[PROBLEM TO SOLVE]: Collect every line of the records below that contains the word "white". Case counts, so a line with the word in any other capitalization does not qualify.

[Excerpts from location labeling data]
"""
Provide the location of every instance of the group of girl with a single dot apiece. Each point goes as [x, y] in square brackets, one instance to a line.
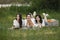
[29, 22]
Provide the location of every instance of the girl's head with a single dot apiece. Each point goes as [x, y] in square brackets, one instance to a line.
[19, 18]
[38, 18]
[28, 16]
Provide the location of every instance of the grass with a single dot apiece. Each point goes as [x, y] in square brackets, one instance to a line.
[44, 33]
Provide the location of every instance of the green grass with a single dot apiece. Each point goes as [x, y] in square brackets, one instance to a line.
[45, 33]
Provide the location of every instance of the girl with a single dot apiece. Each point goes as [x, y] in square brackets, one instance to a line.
[29, 22]
[38, 21]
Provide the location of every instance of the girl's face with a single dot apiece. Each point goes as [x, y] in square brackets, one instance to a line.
[18, 17]
[28, 17]
[37, 18]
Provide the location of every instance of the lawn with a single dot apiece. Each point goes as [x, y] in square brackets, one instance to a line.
[44, 33]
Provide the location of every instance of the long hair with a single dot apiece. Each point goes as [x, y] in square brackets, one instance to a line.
[39, 20]
[20, 20]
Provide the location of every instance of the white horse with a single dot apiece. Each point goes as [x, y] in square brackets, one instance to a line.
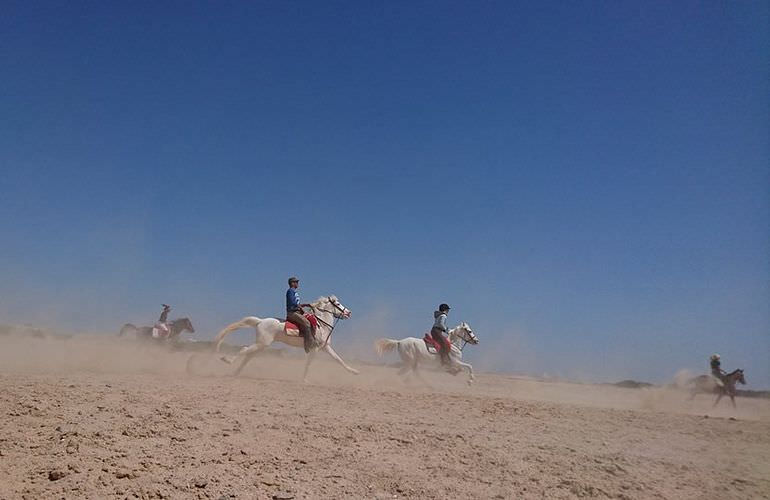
[413, 351]
[326, 309]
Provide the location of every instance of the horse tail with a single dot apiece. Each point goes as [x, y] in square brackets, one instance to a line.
[128, 327]
[385, 345]
[251, 321]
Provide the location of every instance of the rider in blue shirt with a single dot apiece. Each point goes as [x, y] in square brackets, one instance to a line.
[296, 315]
[438, 331]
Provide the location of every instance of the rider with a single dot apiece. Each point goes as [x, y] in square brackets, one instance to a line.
[296, 315]
[162, 324]
[437, 332]
[716, 369]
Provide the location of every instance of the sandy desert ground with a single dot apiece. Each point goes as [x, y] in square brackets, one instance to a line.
[99, 418]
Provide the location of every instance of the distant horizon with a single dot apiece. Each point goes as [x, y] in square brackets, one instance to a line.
[393, 360]
[587, 187]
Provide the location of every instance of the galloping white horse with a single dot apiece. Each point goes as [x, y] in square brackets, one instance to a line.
[413, 351]
[326, 309]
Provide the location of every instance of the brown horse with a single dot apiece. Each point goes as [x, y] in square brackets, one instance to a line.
[176, 327]
[711, 385]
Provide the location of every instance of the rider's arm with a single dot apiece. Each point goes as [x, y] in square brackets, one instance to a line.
[442, 323]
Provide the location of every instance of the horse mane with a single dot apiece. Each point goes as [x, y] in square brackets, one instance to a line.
[325, 298]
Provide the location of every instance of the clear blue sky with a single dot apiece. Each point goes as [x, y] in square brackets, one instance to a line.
[586, 183]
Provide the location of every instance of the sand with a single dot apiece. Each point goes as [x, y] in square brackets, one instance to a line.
[101, 418]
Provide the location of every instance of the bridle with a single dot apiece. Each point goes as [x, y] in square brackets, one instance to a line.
[339, 308]
[466, 341]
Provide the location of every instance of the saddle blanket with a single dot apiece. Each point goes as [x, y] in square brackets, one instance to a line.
[292, 330]
[432, 345]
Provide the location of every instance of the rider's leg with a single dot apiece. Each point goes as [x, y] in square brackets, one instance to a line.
[304, 327]
[438, 336]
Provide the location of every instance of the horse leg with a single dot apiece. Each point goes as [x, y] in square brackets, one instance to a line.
[309, 359]
[333, 354]
[419, 376]
[248, 353]
[468, 367]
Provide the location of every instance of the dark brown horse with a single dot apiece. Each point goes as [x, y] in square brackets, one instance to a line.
[711, 385]
[176, 327]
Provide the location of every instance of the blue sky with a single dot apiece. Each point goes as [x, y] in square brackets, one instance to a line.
[587, 184]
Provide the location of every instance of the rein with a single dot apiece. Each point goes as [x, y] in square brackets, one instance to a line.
[334, 322]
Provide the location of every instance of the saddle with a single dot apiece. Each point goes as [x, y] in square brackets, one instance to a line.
[293, 330]
[432, 345]
[161, 330]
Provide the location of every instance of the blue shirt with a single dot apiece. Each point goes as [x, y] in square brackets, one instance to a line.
[292, 300]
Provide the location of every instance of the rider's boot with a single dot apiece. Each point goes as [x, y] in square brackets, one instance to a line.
[310, 342]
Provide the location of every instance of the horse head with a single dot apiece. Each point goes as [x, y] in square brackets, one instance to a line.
[465, 333]
[331, 304]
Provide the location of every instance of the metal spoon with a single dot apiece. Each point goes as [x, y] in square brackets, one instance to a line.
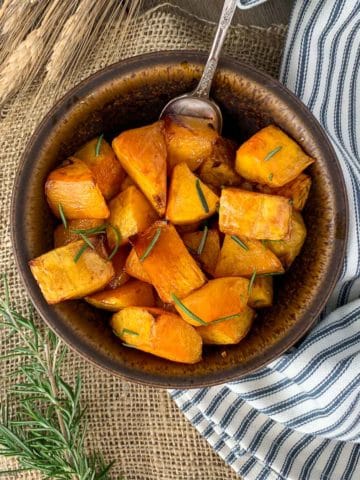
"""
[CORRECT RESPONSE]:
Provide the location of every instance of the white horse with a single dot apiece. Each point goes as [x, y] in square brackets, one instance to a line.
Provide the location of every instance of the galloping white horse with a single dot apiece. Each point goes as [x, y] in square brackets, one instance to a line.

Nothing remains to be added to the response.